Task requirements. Write out the entire listing below exactly as it appears, minus any pictures.

Excerpts from point annotation data:
+-------+

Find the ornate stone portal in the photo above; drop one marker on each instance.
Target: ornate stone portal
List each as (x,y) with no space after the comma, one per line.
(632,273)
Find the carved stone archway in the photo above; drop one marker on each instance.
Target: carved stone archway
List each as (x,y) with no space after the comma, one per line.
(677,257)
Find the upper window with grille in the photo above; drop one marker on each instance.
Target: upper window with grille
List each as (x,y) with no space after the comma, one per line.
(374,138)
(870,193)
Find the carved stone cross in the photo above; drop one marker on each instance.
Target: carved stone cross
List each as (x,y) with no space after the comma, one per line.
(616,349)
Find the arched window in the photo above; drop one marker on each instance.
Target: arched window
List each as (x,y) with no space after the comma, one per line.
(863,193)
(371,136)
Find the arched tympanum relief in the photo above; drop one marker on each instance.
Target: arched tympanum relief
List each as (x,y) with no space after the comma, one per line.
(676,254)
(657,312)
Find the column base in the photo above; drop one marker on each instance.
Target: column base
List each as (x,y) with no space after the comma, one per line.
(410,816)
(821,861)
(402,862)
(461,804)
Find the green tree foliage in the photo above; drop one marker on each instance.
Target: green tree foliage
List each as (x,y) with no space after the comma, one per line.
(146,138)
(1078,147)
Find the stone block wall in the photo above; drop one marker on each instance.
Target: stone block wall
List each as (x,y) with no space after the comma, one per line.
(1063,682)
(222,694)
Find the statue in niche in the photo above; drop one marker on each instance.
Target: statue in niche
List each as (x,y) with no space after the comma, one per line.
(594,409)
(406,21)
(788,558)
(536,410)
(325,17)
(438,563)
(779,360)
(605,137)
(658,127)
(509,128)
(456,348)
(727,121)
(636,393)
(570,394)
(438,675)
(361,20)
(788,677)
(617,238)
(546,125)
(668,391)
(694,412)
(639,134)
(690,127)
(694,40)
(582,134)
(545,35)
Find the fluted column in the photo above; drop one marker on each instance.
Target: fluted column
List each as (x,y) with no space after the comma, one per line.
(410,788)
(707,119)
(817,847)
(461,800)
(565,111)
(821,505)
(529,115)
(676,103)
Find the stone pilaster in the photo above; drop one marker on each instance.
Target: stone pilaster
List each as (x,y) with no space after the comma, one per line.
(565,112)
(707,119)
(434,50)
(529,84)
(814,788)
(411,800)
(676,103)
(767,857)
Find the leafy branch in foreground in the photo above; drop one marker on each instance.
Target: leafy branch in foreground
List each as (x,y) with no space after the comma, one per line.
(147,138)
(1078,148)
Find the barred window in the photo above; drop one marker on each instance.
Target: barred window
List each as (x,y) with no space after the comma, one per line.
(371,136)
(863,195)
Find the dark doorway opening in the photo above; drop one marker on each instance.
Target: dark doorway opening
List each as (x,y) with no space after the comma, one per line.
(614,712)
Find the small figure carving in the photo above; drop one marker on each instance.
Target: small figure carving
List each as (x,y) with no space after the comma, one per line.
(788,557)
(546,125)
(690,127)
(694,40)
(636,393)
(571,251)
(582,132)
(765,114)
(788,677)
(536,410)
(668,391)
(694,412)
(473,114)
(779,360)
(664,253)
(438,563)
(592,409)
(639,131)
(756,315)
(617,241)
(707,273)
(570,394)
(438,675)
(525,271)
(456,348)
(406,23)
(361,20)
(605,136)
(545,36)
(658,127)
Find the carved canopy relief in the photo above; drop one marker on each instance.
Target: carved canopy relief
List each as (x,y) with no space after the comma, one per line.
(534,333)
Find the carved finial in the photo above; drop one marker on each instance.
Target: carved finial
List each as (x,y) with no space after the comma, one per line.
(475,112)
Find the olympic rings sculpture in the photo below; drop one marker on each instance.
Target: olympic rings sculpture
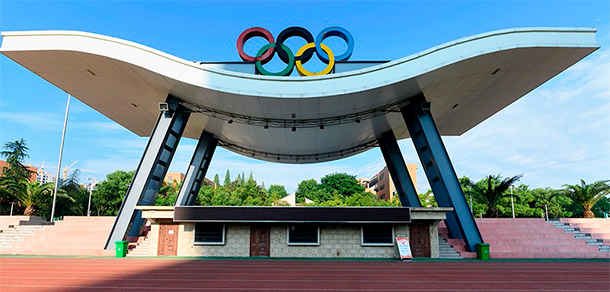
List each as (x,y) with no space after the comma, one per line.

+-------+

Solution.
Find the ornate stone portal in the photo above; drop one marker on each instance.
Target: ornate stone portal
List each as (x,y) with no space after the comma, one per line.
(632,273)
Find the carved stone archway in the photo above; drop one marker on each instance.
Target: carved stone archway
List each as (x,y) with no space after the comma, one per line.
(677,257)
Find the upper window with grille in the photo above; drop one marker on each instance.
Target: upper window with grille
List each as (x,y) with no space after the comma, one per line.
(374,138)
(870,193)
Find the carved stone cross in the photo above; drop one marker on each instance.
Target: carved stone cross
List each as (x,y) with no space after the comma, one per line.
(616,349)
Find the arched window in the photo above; drop one marker on each instance.
Target: arched window
List each as (x,y) with no space after the comma, one per line.
(863,193)
(371,136)
Find the arched tympanum relief in the photo above; drop one marker on each instance.
Target: arched tympanum relief
List each as (x,y) with no space after the comma, one per line.
(676,254)
(657,312)
Find the column base in the photo above; drop one marker on each instance.
Target: column base
List each as (x,y) with no space after the comma, one per line.
(410,816)
(821,861)
(402,862)
(461,804)
Find the green tree foliage in the photo above; drop one marker on each instance.
Target: green tree foliage
List each as (x,y) with no space after the comma, one per line.
(146,138)
(1078,147)
Find the stone block wall in the photo above; drop one marker on each instance.
Target: stone block wall
List each as (x,y) with no space after the comma, one per line.
(1063,682)
(222,694)
Find the statue in niche in the photo above; drop one marker on each instance.
Target: statue in niche
List each as (x,y) with no space after the comma, one per line.
(594,409)
(406,21)
(788,558)
(536,410)
(325,17)
(438,563)
(779,360)
(605,137)
(658,127)
(509,128)
(456,348)
(727,121)
(636,393)
(570,394)
(438,675)
(361,20)
(788,677)
(617,238)
(546,125)
(668,391)
(694,412)
(639,134)
(690,127)
(694,40)
(582,134)
(545,35)
Find the fluted column in the photo above; drop one marker on each instance.
Target: fluted column
List each as (x,y) with no space after the comma, one per line.
(410,788)
(707,119)
(817,847)
(461,800)
(565,111)
(821,505)
(529,115)
(676,103)
Find the stone pilaster in the photo above; drop one marker on each instance.
Target: stone pilaster
List each as (x,y) with no space after the comma, one per line.
(565,112)
(707,119)
(434,50)
(529,84)
(814,788)
(411,800)
(676,103)
(767,857)
Find the leafy branch in foreground in the photo above; drop one marker on each instance.
Target: leafy branch in foreground
List each as (x,y) with no space after the comma, one per line.
(147,138)
(1078,148)
Find the barred window in the photo above; drop one marker on each instance.
Target: barred window
List each as (x,y) with no space after the comma, one per line.
(371,136)
(863,195)
Find the dark doorway opening in the photo above; drop one marker on each instance.
Target: dark doorway opening
List each as (x,y) with no space after the comma, one per line.
(614,712)
Find the small figure carving in the photo above; drop one marker on each instance.
Target: small figure carving
List each as (x,y) with no space after the comma, one per line.
(788,557)
(546,125)
(690,127)
(694,40)
(636,393)
(571,251)
(582,132)
(765,114)
(788,677)
(536,410)
(668,391)
(694,412)
(473,114)
(779,360)
(664,253)
(438,563)
(592,409)
(639,131)
(756,315)
(617,241)
(707,273)
(570,394)
(438,675)
(525,271)
(456,348)
(406,23)
(361,20)
(605,136)
(545,36)
(658,127)
Find the carved canopy relief in the photo above; drop one marker on each instance.
Target: carved canopy relief
List each as (x,y) with no space after the comma, one per line.
(534,333)
Find the carved finial in the photo above; drop one marker on each instance.
Target: carved finial
List each as (x,y) with no space after the comma, one per line.
(475,112)
Find the olympic rings sculpture in the photo below; drop one marker on each instance.
Target: olympic rings sculpture
List each as (x,y) with no space after the comma, one per line.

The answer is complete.